There is a line containing "Query: beige towel" in the entries below. Repeat that line and every line after it exactly, and nothing more.

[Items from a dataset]
══════════════════════════════

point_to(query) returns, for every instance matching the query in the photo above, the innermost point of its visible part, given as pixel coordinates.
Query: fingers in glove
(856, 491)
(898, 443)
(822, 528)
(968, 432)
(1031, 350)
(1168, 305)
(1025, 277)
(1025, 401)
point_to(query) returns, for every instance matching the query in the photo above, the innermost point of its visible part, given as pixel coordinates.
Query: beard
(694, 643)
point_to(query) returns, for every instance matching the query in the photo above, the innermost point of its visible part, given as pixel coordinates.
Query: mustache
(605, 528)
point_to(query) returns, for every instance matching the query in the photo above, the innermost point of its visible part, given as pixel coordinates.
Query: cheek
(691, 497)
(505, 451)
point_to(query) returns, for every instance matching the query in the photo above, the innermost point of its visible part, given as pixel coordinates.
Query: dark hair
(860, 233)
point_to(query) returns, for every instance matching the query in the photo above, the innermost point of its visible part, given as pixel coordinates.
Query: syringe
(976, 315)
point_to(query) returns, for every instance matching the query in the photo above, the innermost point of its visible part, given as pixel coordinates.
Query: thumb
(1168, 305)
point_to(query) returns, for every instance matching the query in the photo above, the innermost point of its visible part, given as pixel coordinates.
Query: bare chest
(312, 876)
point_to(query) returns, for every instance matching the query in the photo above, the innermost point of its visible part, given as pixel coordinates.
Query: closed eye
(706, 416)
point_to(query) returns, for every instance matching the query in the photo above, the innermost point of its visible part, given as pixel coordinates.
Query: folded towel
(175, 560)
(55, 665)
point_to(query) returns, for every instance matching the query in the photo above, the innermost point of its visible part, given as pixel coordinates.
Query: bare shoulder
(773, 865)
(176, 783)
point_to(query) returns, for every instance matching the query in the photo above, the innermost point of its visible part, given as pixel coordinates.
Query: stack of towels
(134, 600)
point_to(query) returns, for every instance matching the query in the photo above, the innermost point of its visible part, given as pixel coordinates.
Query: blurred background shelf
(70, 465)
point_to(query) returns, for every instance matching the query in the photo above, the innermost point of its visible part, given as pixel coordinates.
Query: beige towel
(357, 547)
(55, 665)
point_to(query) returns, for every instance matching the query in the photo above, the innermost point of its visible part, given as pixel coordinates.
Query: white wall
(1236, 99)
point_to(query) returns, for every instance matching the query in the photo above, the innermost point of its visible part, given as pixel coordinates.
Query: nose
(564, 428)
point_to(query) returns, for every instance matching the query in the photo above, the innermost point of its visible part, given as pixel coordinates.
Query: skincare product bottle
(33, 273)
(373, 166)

══════════════════════════════

→ Problem solution:
Query: beige towel
(357, 547)
(55, 665)
point_to(query) returns, for every instance matching the query in the photo above, the innermost point of its visible part, given as pixel coordinates.
Query: white wall
(1236, 99)
point_to(query) returns, for every instance matching the query in the photo above, the innermost point of its visible part, given as pixel coordinates.
Query: nose
(564, 428)
point_to(query) returns, for every instance matching the query in the photo above, the innermost point of its visible part, given as pixel coordinates.
Query: skincare product bottle
(33, 273)
(373, 166)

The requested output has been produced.